● **Work to be completed**
Copy out the data lines beginning with the one that contains "</instance>" and ending with the one that contains "box: [765, 137, 920, 396]", both included, keeping every character unchanged.

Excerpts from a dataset
——

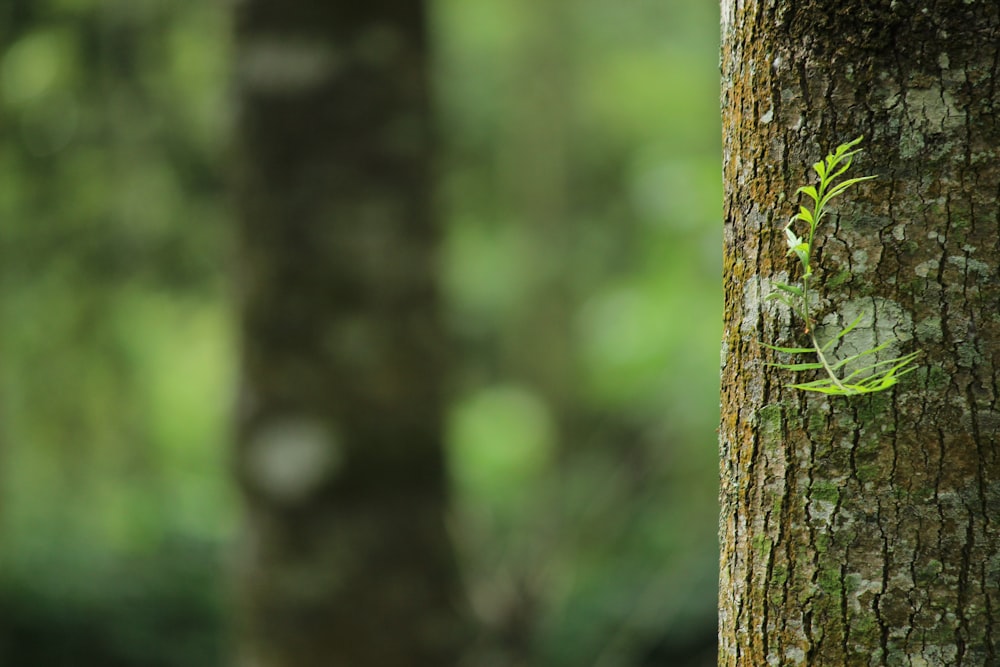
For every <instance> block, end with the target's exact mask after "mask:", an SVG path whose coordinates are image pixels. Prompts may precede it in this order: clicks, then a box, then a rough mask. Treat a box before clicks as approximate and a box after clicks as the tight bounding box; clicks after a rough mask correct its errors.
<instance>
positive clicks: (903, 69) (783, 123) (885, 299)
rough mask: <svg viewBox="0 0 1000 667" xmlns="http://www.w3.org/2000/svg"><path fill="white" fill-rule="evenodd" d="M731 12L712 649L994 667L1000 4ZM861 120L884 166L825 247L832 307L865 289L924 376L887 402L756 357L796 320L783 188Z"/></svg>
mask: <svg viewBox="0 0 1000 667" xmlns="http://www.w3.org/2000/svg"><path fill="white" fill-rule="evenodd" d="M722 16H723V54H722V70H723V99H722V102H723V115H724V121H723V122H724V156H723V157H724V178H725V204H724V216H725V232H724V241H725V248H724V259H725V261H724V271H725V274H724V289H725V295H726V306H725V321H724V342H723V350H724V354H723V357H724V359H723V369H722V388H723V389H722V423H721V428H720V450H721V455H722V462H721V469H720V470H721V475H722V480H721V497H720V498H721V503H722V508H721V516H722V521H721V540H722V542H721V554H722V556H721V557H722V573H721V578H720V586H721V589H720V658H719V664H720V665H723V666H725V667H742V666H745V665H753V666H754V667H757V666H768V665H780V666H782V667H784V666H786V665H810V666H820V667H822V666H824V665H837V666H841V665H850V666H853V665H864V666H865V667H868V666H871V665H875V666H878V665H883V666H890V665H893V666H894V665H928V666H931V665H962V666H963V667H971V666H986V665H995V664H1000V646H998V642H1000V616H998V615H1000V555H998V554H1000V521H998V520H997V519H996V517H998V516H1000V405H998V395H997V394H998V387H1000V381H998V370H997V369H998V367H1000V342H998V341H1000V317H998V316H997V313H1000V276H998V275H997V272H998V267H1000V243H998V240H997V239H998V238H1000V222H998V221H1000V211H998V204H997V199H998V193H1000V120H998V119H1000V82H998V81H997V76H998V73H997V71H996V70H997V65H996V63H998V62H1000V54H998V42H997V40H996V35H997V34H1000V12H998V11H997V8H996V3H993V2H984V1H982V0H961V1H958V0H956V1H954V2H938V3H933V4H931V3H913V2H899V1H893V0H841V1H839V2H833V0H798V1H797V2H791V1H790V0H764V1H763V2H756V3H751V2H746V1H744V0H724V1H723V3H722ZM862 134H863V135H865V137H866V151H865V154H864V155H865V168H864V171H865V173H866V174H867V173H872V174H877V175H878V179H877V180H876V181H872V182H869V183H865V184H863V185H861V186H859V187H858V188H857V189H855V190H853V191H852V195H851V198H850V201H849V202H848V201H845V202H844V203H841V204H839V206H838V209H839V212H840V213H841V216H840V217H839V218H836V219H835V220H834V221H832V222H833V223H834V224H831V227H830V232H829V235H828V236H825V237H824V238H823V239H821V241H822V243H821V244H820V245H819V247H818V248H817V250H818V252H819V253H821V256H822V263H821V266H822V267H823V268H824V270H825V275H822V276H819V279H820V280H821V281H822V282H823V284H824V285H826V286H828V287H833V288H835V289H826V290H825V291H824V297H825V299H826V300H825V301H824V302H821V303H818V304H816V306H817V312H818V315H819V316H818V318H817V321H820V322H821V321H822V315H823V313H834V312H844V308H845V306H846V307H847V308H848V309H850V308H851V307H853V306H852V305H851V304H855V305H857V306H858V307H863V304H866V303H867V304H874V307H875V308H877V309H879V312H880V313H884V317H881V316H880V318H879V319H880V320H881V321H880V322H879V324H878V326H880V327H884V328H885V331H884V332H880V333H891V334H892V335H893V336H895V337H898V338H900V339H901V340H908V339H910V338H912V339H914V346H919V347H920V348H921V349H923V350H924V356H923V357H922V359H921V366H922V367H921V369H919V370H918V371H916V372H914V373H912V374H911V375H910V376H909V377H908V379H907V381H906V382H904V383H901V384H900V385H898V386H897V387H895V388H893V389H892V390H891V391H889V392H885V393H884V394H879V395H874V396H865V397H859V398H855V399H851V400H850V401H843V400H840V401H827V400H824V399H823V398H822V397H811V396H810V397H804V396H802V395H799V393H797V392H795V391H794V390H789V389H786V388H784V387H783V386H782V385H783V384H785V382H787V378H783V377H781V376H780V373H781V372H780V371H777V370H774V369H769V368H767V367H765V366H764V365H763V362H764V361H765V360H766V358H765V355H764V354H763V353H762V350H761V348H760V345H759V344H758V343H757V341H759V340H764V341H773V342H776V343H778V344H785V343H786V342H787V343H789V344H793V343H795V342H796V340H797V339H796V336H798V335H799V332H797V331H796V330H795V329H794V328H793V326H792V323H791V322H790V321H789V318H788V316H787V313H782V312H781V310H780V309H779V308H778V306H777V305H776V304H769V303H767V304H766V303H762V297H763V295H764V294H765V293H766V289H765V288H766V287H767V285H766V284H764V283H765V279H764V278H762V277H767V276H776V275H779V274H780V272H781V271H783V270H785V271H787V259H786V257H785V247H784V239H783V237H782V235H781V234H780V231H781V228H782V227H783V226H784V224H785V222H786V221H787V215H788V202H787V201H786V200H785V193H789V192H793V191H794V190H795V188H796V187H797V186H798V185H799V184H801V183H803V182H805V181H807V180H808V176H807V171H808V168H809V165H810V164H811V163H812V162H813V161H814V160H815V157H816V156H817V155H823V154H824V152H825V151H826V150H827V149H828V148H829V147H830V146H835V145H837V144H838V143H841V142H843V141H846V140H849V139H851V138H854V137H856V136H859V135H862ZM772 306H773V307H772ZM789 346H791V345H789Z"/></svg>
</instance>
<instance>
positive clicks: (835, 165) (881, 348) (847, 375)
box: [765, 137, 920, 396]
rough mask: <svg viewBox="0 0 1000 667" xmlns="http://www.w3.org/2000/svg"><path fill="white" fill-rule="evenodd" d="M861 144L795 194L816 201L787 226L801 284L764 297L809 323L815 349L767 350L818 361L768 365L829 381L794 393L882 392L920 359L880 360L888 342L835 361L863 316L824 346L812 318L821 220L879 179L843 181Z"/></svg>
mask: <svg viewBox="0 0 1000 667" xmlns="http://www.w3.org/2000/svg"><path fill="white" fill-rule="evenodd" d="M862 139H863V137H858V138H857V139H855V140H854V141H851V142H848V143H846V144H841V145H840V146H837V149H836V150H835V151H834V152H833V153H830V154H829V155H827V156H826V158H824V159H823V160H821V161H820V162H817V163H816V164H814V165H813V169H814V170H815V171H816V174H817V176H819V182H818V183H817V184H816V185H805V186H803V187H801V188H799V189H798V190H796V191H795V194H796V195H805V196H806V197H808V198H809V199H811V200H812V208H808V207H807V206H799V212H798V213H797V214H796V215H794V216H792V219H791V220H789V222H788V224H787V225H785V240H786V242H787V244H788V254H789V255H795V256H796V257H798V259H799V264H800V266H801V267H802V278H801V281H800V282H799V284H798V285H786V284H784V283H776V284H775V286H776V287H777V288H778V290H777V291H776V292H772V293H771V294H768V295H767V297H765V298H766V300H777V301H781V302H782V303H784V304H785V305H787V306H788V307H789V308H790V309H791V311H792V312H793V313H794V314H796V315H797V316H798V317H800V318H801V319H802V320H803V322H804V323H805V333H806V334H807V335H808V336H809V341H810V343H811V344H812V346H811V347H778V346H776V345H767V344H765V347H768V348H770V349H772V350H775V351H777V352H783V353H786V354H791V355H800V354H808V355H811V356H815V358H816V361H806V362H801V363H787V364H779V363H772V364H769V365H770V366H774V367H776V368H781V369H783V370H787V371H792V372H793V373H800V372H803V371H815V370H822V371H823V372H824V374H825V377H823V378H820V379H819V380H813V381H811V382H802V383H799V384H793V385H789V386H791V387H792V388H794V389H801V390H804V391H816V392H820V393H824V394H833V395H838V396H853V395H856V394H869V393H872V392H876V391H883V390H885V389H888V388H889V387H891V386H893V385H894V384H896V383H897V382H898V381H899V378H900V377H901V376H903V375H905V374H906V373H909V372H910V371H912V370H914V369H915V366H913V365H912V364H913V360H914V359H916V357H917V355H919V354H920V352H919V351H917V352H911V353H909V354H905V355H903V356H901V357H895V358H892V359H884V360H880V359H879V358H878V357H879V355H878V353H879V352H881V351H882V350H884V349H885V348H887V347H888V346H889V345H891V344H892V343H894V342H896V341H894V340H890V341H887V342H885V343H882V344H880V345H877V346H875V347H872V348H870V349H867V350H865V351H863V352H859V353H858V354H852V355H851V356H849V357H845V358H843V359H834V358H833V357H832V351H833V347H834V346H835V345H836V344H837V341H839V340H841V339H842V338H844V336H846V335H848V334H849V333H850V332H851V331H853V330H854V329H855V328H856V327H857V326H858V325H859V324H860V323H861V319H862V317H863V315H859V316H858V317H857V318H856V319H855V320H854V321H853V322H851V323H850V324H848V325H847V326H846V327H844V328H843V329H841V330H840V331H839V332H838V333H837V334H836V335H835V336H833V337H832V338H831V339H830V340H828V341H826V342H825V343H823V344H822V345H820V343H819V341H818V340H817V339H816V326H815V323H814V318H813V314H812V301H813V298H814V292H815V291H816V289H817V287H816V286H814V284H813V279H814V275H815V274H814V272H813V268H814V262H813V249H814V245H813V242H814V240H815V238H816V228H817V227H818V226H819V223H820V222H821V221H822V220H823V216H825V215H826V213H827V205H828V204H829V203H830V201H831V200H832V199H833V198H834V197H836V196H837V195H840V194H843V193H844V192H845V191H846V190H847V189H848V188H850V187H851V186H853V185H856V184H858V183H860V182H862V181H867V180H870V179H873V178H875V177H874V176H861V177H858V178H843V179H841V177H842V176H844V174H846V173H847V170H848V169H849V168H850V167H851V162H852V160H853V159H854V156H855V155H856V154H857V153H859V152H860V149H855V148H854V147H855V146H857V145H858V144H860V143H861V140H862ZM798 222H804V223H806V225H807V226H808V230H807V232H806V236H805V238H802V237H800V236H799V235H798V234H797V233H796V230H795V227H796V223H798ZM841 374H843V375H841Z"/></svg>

——

● **Answer**
</instance>
<instance>
positive clicks: (835, 165) (881, 348) (847, 375)
box: [765, 137, 920, 396]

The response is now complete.